Problem details: How many lines in the listing below contain the word "wooden"? Reply with the number alone.

Task inputs:
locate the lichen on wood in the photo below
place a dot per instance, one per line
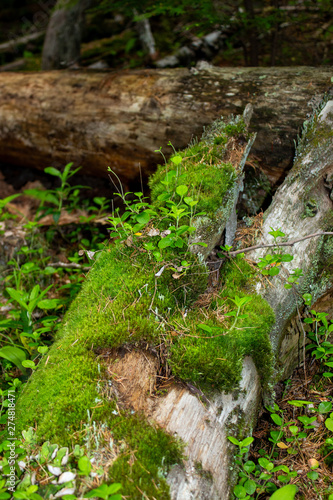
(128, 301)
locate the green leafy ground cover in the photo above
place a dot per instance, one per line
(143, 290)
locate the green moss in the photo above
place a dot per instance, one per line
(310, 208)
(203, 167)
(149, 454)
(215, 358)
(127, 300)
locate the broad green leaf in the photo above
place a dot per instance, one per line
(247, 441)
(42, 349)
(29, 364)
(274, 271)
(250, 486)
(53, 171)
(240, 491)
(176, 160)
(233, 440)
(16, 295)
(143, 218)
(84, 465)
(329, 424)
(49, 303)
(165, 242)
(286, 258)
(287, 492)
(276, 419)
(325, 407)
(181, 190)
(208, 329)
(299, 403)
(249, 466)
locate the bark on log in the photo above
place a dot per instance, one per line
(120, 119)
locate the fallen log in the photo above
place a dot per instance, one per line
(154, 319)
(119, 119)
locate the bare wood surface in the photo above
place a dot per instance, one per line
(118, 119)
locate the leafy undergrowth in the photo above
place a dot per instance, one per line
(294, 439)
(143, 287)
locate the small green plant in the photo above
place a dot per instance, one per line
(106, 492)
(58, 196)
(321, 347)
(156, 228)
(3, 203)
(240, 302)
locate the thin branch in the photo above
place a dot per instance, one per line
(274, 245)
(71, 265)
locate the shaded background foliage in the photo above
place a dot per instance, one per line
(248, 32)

* * *

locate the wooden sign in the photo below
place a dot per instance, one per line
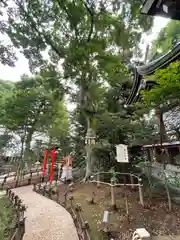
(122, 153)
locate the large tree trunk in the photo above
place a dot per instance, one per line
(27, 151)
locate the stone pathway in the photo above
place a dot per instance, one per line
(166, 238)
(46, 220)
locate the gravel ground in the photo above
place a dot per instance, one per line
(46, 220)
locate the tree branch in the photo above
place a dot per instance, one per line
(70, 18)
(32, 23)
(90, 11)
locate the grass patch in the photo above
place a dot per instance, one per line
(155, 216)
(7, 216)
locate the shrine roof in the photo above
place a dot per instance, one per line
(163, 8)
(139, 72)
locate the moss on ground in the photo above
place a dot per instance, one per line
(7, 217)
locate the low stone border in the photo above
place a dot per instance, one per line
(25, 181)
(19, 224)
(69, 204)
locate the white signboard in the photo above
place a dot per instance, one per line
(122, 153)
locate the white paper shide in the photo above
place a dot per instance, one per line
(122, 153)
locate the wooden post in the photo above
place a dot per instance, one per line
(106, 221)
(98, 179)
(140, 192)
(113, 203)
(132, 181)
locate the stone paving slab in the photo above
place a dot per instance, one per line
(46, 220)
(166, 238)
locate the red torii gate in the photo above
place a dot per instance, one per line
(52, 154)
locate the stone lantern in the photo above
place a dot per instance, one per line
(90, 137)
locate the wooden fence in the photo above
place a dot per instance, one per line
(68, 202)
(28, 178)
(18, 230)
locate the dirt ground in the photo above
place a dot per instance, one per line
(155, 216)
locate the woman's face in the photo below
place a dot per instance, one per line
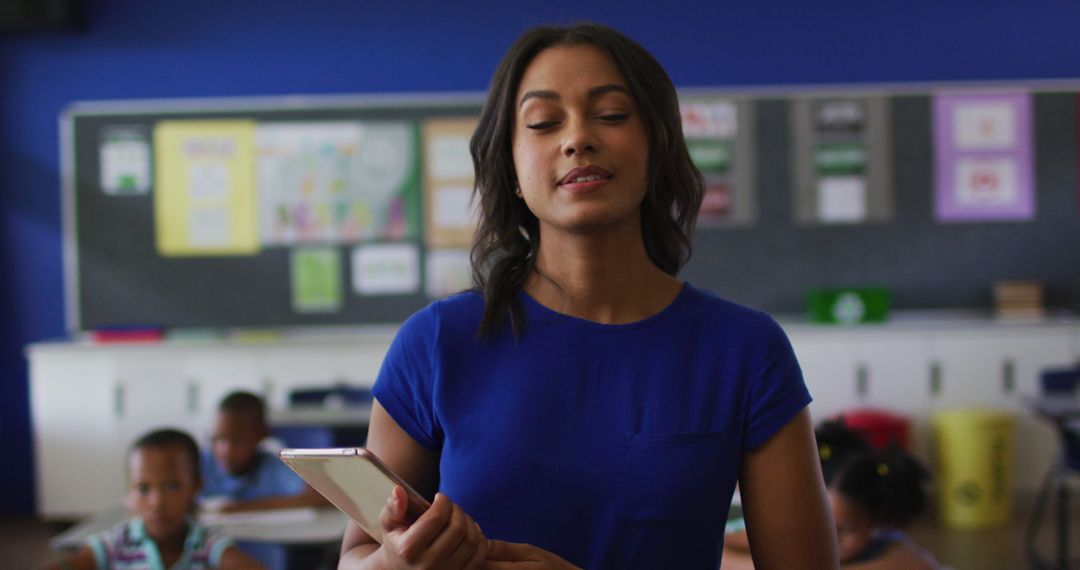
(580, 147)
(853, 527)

Correct output: 3